**ROWS**:

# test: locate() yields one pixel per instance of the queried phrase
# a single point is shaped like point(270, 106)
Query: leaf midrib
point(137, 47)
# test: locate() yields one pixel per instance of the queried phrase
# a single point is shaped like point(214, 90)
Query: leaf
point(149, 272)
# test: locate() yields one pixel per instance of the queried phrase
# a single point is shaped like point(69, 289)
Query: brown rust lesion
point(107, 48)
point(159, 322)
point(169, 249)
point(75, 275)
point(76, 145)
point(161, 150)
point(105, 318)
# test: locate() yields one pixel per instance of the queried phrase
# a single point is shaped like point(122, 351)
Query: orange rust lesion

**SET PROBLEM**: Could you turn all the data above into a numbered list, one line per number, with blank lines left out?

**RESPONSE TO THIS EXERCISE**:
1. # test: locate() yields one pixel per instance of the queried phrase
2. # a single point is shaped like point(270, 106)
3. Query: leaf midrib
4. point(137, 47)
5. # test: locate() yields one pixel per instance of the queried phrase
6. # a single point is shaped like point(214, 90)
7. Query: leaf
8. point(149, 272)
9. # test: locate() yields one pixel per instance of the queried phrase
10. # a single point is shaped like point(69, 289)
11. Query: brown rust lesion
12. point(107, 48)
13. point(159, 322)
14. point(169, 249)
15. point(75, 275)
16. point(76, 145)
17. point(161, 150)
18. point(105, 318)
19. # test: locate() yields one pixel per instance of the queried phrase
20. # a single point is shaped like point(122, 351)
21. Query: orange rust lesion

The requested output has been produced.